▶ TASKS FOR THIS EXERCISE:
**a.** List the three things in which, according to the excerpt on neurotransmission, nerve impulses elicit responses.
**b.** In the excerpt on neurotransmission, which ions increase in concentration in the cytoplasm of the receiving neuron?

2.1.Neurotransmission
Neurotransmission or synaptic transmission is the transfer of nerve impulses from one neuron to another. Nerve impulses elicit responses in muscles, glands and postsynaptic neurons [4]. The neurotransmission can be divided into the four steps illustrated in Figure 1.
The first step is the release of a neurotransmitter, which is a substance stored inside the synaptic vesicles. These vesicles are located in the termination of the axon, which are the branches of neurons. Arriving at the termination of the axon, the nerve impulse causes the fusion of synaptic vesicles with the pre-synaptic membrane, releasing the neurotransmitter into the synaptic cleft.
The next step is the combination of the transmitter with the neurotransmitter receptors. The neurotransmitter diffuses across the synaptic cleft and binds to existing specialized receptors in the post-synaptic membrane.
Then it occurs the beginning of the post-junctional activity. Receptors change their conformation by binding to the transmitter and, then, the post-synaptic membrane becomes permeable to ions. Thus, increasing the concentration of sodium ions in the cytoplasm of the receiving neuron causes a potential difference, leading to a nerve impulse that will propagate in the neuron.

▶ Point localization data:
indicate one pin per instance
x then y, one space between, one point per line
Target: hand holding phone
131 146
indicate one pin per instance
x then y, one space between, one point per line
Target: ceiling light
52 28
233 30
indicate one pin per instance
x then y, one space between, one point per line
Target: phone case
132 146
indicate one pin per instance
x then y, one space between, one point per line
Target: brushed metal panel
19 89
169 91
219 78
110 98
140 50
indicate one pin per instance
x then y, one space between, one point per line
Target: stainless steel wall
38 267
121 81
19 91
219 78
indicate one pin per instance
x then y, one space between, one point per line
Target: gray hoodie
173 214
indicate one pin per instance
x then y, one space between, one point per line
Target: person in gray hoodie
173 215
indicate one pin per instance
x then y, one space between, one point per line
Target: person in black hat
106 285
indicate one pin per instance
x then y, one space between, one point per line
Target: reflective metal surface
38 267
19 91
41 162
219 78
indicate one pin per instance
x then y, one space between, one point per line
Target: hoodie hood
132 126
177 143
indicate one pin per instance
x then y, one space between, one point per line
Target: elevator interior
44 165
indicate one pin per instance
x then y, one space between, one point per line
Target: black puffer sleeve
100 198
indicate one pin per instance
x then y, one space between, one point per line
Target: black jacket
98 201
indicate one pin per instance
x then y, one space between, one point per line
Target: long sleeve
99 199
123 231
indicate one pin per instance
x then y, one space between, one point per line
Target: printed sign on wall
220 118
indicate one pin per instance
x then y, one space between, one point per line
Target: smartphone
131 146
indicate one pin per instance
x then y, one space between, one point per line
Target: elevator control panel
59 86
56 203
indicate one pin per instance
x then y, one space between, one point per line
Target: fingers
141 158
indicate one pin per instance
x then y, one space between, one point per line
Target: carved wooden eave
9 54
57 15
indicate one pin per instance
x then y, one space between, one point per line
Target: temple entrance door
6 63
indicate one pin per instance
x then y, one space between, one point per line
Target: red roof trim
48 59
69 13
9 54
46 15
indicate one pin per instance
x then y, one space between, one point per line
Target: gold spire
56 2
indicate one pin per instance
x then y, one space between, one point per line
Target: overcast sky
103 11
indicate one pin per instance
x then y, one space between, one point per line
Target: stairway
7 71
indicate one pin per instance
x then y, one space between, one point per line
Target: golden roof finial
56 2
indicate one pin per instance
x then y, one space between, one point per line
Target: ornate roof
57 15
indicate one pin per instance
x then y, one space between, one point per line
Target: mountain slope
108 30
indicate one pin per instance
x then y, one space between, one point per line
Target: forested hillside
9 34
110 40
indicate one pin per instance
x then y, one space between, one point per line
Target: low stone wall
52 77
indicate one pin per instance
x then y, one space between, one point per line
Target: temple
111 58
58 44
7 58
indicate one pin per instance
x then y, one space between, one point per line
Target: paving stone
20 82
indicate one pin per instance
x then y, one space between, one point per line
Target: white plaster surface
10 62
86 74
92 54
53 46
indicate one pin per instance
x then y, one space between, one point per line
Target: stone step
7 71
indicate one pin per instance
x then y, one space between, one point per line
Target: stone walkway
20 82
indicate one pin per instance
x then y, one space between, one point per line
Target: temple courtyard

▶ TASK-BY-TASK OUTPUTS:
**a.** Muscles, glands and postsynaptic neurons.

**b.** Sodium ions.